### WHAT TO PRODUCE
Reproduce every line of the records below word for word, but leave out the pictures.

········

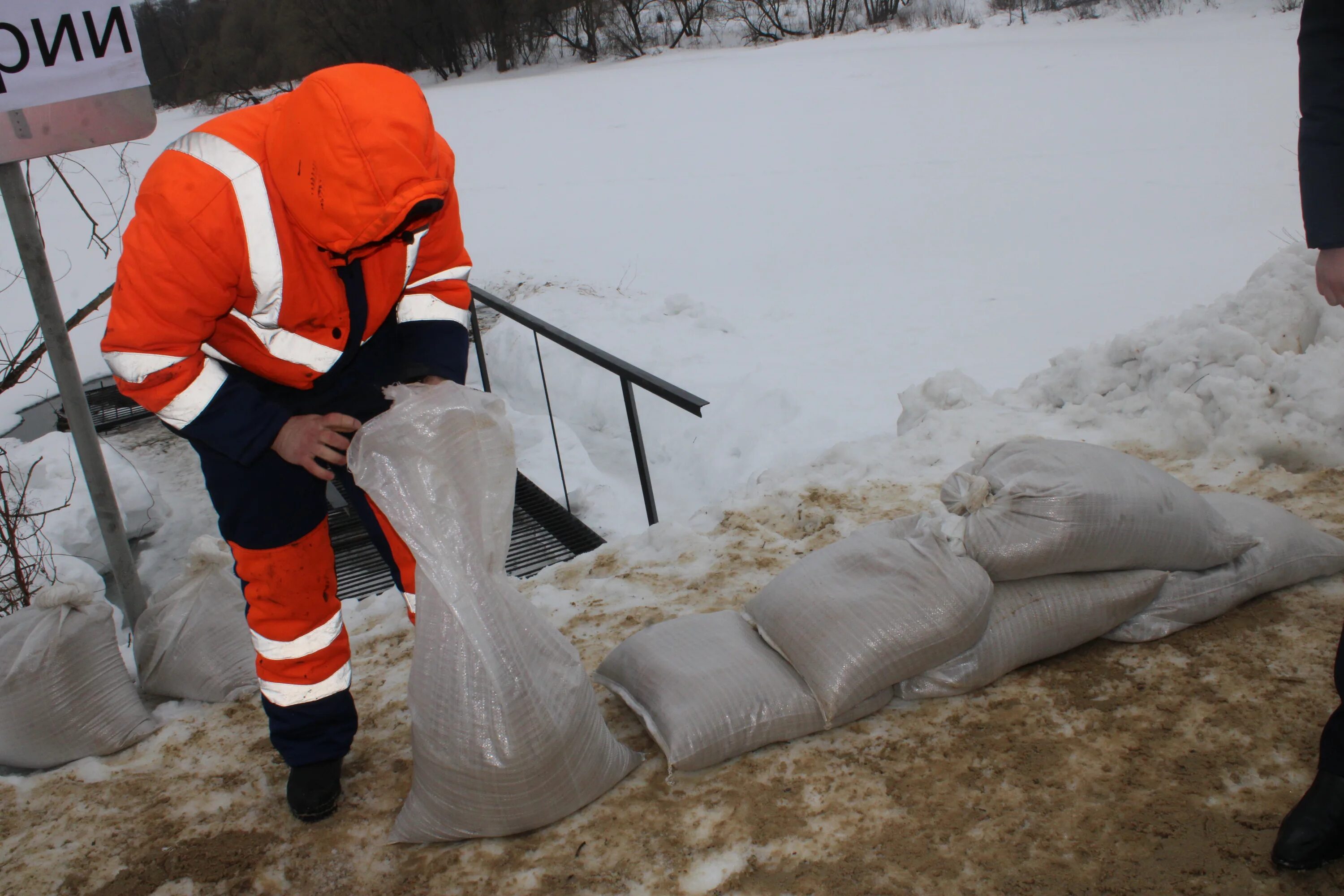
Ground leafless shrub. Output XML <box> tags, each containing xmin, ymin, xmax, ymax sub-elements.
<box><xmin>660</xmin><ymin>0</ymin><xmax>720</xmax><ymax>48</ymax></box>
<box><xmin>607</xmin><ymin>0</ymin><xmax>653</xmax><ymax>59</ymax></box>
<box><xmin>735</xmin><ymin>0</ymin><xmax>808</xmax><ymax>43</ymax></box>
<box><xmin>0</xmin><ymin>448</ymin><xmax>73</xmax><ymax>616</ymax></box>
<box><xmin>542</xmin><ymin>0</ymin><xmax>607</xmax><ymax>62</ymax></box>
<box><xmin>802</xmin><ymin>0</ymin><xmax>852</xmax><ymax>38</ymax></box>
<box><xmin>863</xmin><ymin>0</ymin><xmax>910</xmax><ymax>28</ymax></box>
<box><xmin>1121</xmin><ymin>0</ymin><xmax>1185</xmax><ymax>22</ymax></box>
<box><xmin>896</xmin><ymin>0</ymin><xmax>980</xmax><ymax>28</ymax></box>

········

### RESULT FOR THIS EXERCISE
Ground leafless shrub. Output XML <box> tags, each containing xmin, ymin, xmax, ymax sub-elements.
<box><xmin>660</xmin><ymin>0</ymin><xmax>720</xmax><ymax>48</ymax></box>
<box><xmin>607</xmin><ymin>0</ymin><xmax>653</xmax><ymax>59</ymax></box>
<box><xmin>735</xmin><ymin>0</ymin><xmax>808</xmax><ymax>43</ymax></box>
<box><xmin>0</xmin><ymin>448</ymin><xmax>73</xmax><ymax>616</ymax></box>
<box><xmin>542</xmin><ymin>0</ymin><xmax>607</xmax><ymax>62</ymax></box>
<box><xmin>802</xmin><ymin>0</ymin><xmax>852</xmax><ymax>38</ymax></box>
<box><xmin>863</xmin><ymin>0</ymin><xmax>910</xmax><ymax>28</ymax></box>
<box><xmin>1121</xmin><ymin>0</ymin><xmax>1185</xmax><ymax>22</ymax></box>
<box><xmin>896</xmin><ymin>0</ymin><xmax>980</xmax><ymax>28</ymax></box>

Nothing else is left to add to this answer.